- Challenges:
- a) List the components that claim 2 of the memory device claims says the read/write controlling unit comprises.
- b) Answer each question from the memory device claims.
(i) In claim 2, what are the first and second address decoders supplied with?
(ii) In claim 3, what does the predetermined bit pattern consist of?
(iii) In claim 4, what signal are the first logic gates responsive to?
- c) Reproduce the part of the memory device claims that opens with the words containing "4. A semiconductor" and closes with "second logic gates.", changing "selector" to "multiplexer".

- Extract provided:
2. A semiconductor memory device as set forth in claim 1, in which said
read/write controlling unit comprises a write-in buffer circuit coupled to
said data bus, first and second address decoders supplied with column
address bits, a selector responsive to a selecting signal and becoming
transparent to one of said first address decoder and said register, first
decode lines coupled to said selector, second decode lines coupled to said
second address decoder, and a plurality of logic gates selectively coupled
to said first and second decode lines and selectively gating said transfer
gate transistors, and in which each of said second decode lines is coupled
to a plurality of logic gates selected from said plurality of logic gates.
3. A semiconductor memory device as set forth in claim 2, in which said
predetermined bit pattern consists of logic "1" bits, and in which said
logic gates are formed by three-input AND gates supplied with a decode
enabling signal.
4. A semiconductor memory device as set forth in claim 1, in which said
read/write controlling circuit comprises a write-in buffer circuit coupled
to said data bus, third and fourth address decoders supplied with column
address bits, a selector responsive to a selecting signal and becoming
transparent to one of said third address decoder and said register, third
decode lines associated with said selector, fourth decode lines coupled to
said fourth address decoder, and a plurality of first logic gates
responsive to a decode enable signal and coupled between said selector and
said third decode lines, respectively, a plurality of second logic gates
selectively coupled to said third and fourth decode lines and selectively
gating said transfer gate transistors, and in which each of said fourth
decode lines is coupled to a plurality of second logic gates selected from
said plurality of second logic gates.

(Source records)
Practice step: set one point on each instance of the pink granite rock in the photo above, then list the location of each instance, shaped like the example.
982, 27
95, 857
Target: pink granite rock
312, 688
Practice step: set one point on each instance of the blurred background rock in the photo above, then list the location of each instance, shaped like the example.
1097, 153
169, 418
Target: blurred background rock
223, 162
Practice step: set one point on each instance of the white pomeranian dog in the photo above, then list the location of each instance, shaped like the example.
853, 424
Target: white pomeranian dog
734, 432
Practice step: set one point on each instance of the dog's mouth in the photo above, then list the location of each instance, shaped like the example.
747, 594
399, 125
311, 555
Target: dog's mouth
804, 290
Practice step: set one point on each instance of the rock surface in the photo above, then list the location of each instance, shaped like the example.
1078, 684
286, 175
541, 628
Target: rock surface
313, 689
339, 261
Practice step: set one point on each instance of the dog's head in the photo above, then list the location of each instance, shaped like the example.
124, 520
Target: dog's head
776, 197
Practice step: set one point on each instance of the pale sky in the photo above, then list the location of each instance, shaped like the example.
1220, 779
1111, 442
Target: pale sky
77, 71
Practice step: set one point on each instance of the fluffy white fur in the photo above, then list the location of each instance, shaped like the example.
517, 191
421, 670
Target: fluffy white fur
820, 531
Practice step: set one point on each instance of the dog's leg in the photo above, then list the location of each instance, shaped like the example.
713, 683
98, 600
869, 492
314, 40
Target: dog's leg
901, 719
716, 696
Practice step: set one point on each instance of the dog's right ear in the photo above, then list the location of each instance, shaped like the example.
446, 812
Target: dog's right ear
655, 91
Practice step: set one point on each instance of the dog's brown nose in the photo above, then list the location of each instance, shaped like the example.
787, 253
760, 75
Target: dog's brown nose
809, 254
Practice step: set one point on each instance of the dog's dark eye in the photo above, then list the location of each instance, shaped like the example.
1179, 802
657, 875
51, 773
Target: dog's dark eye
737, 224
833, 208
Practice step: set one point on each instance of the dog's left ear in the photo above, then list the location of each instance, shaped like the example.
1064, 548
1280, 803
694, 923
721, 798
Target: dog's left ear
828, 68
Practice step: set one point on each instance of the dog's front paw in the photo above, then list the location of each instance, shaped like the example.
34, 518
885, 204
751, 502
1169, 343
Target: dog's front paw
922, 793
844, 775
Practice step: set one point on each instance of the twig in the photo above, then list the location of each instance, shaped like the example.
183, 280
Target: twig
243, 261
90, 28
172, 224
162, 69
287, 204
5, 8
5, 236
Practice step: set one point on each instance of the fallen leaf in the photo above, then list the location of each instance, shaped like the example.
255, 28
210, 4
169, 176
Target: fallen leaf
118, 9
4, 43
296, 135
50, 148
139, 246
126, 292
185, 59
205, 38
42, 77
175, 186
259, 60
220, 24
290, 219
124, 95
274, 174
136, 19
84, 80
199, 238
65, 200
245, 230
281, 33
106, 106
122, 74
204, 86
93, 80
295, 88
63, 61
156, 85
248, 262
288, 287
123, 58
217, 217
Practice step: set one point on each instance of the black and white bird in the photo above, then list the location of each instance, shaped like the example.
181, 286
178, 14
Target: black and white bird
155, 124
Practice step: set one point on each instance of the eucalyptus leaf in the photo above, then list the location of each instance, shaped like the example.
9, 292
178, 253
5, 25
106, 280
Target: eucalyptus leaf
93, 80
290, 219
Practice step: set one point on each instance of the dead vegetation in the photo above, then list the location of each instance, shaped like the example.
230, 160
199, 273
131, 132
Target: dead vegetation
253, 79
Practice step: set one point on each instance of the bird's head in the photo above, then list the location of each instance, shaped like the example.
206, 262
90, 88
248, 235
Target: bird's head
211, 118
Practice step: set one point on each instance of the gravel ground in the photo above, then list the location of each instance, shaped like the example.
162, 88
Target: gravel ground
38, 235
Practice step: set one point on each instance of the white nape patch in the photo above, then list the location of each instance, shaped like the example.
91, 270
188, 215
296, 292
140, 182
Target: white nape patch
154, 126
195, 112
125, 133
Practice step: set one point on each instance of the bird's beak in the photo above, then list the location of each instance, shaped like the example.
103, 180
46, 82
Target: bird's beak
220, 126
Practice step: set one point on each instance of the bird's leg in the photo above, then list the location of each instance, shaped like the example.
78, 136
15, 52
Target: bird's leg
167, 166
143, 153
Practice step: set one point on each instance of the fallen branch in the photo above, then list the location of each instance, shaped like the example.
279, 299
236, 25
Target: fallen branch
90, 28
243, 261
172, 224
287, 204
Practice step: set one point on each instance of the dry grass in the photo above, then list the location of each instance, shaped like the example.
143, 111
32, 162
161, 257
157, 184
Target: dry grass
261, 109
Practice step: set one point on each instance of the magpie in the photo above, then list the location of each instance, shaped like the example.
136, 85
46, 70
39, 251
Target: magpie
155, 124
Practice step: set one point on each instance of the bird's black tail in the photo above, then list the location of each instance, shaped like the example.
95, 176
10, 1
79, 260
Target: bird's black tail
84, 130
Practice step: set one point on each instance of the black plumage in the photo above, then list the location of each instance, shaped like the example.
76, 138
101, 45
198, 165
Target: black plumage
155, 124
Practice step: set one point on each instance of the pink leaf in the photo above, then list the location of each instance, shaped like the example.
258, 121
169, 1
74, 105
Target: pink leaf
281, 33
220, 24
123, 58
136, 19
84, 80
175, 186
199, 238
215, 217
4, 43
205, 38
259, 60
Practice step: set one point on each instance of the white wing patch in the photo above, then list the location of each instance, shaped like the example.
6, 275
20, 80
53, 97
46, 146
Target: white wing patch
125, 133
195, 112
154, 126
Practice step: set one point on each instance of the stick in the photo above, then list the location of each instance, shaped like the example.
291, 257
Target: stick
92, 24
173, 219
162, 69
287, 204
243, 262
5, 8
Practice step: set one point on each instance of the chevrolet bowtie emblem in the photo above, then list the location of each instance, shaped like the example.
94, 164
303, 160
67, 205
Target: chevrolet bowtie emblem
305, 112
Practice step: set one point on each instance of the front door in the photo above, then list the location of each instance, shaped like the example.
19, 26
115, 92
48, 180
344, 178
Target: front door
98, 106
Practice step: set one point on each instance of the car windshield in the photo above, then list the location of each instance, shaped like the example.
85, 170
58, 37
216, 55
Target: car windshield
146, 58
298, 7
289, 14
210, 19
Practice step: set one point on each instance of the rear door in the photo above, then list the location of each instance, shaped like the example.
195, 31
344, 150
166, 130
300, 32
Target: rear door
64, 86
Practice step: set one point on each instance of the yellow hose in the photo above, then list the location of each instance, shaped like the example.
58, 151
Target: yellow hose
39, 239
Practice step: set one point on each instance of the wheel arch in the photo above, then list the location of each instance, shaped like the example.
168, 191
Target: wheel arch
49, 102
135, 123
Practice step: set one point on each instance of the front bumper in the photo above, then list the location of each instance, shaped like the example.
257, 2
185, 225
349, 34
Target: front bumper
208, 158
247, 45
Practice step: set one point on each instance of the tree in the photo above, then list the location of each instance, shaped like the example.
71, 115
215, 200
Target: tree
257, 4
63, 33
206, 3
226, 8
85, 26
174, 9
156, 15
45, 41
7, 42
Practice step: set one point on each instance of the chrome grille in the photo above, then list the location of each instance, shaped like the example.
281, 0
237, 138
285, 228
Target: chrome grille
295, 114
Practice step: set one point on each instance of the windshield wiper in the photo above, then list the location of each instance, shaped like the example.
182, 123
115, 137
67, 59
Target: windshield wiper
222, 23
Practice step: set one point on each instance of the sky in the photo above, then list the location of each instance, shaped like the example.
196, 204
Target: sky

- Task results:
- a)
- a write-in buffer circuit coupled to the data bus
- first and second address decoders supplied with column address bits
- a selector responsive to a selecting signal
- first decode lines coupled to the selector
- second decode lines coupled to the second address decoder
- a plurality of logic gates selectively coupled to the first and second decode lines

- b)
(i) Column address bits.
(ii) Logic "1" bits.
(iii) A decode enable signal.

- c)
4. A semiconductor memory device as set forth in claim 1, in which said
read/write controlling circuit comprises a write-in buffer circuit coupled
to said data bus, third and fourth address decoders supplied with column
address bits, a multiplexer responsive to a selecting signal and becoming
transparent to one of said third address decoder and said register, third
decode lines associated with said multiplexer, fourth decode lines coupled to
said fourth address decoder, and a plurality of first logic gates
responsive to a decode enable signal and coupled between said multiplexer and
said third decode lines, respectively, a plurality of second logic gates
selectively coupled to said third and fourth decode lines and selectively
gating said transfer gate transistors, and in which each of said fourth
decode lines is coupled to a plurality of second logic gates selected from
said plurality of second logic gates.